— begin Source extract —

This year we’ve improved our measure of a city’s crime, which accounts for five points. We no longer look at the number of homicides per 100,000 people, which can be misleading. Rather, we use total crime rates, violent crime rates, and a new Statistics Canada scale that judges the severity of crime in a city.
Finally, we attempt to measure the cultural and recreational life of a city in an objective way. When we started our annual rankings five years ago, we awarded bonus points to capital cities, and those with pro sports teams and major attractions. But we listened to readers who took issue with our assumptions. Why, they asked, is it better to have an NHL hockey team than a vibrant music scene or fabulous skiing? So we’ve changed our methodology: we now measure the percentage of a city’s residents who hold jobs in the arts, culture, sports and recreation and assign up to five points to those with the largest proportion. Montreal, Vancouver and Toronto all ranked high in this category, but so did the mountain paradise of Canmore, Alta., and Stratford, Ont., home to a world-class Shakespeare festival.

— end Source extract —

» **Required actions**:
1. In the city rankings text, what share of residents is now used to award points for cultural and recreational life?
2. Continue the city rankings text from where it stops.

— begin Provided material —

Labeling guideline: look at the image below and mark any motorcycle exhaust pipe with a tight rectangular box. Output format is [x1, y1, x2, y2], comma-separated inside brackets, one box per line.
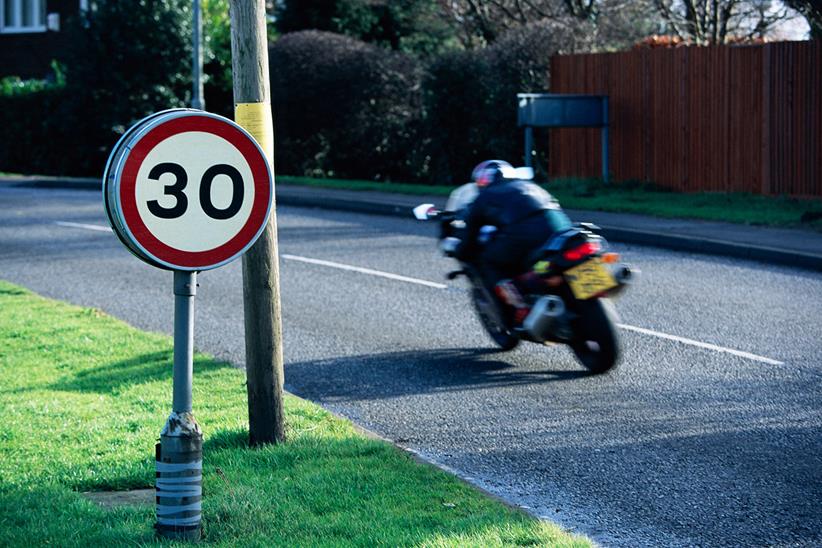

— end Provided material —

» **Results in order**:
1. The percentage of a city's residents who hold jobs in the arts, culture, sports and recreation.

2.
When we tallied up all the points, our nation’s capital regained its title as the best place in Canada to live. Ottawa-Gatineau was our number one city in both 2007 and 2008 before Victoria knocked it from its perch last year. Kingston and Burlington each moved up a spot from last year and came in at number two and three, respectively. Fredericton leapfrogged Moncton to hold down the number-four spot for 2010, while Brandon slipped past Winnipeg into seventh spot.
By separating out suburbs with 50,000 to 100,000 people, we got some interesting results. Although Montreal ranked a dismal 120th, the newly included suburb of Repentigny debuted at number six. This community of 76,000, located north of Montreal, did well in many of our affluence categories, and also boasts affordable housing, low crime and a healthy growth rate. Meanwhile, Newmarket, Ont., a similarly sized city north of Toronto, debuted on our list at number 15, even as Hogtown, which no longer benefits from the higher living standards in its suburbs, fell from number 79 to number 85.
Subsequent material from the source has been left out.